▶ **Material**:
'''
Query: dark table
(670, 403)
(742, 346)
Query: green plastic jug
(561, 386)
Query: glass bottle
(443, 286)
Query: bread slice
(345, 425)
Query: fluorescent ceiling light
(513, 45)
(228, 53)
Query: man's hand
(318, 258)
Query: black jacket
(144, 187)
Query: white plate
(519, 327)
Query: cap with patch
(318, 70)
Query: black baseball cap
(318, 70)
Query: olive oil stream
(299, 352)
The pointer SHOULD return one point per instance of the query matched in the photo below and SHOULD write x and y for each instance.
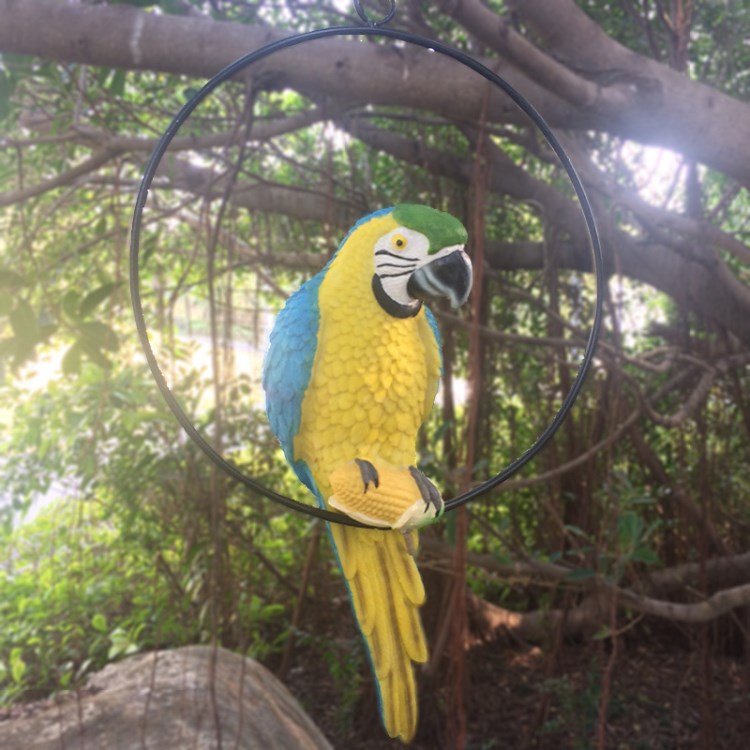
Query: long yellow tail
'''
'''
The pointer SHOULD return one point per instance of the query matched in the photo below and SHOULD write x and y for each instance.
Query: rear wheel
'''
'''
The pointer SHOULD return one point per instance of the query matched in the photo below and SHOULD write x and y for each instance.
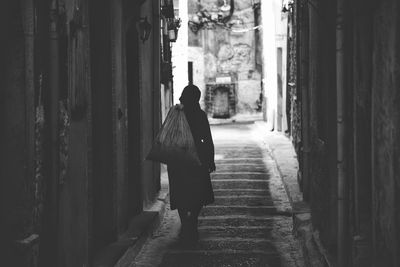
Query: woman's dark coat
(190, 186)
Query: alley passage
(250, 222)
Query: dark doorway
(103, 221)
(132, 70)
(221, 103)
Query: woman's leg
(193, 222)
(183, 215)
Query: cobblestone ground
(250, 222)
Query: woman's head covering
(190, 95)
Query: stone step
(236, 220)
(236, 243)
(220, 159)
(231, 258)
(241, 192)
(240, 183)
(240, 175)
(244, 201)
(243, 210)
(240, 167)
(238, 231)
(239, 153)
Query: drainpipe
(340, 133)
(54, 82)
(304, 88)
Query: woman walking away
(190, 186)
'''
▶ **Problem to solve**: Extract the lines of the records from the one containing "Query: olive oil stream" through the one containing "Query: long yellow tail", and repeat them word for word. Omit any picture from your copy.

▶ **Response for this exercise**:
Query: olive oil stream
(299, 352)
The pointer SHOULD return one point per instance of the query matched in the photo below and SHOULD write x and y for each instance.
Query: long yellow tail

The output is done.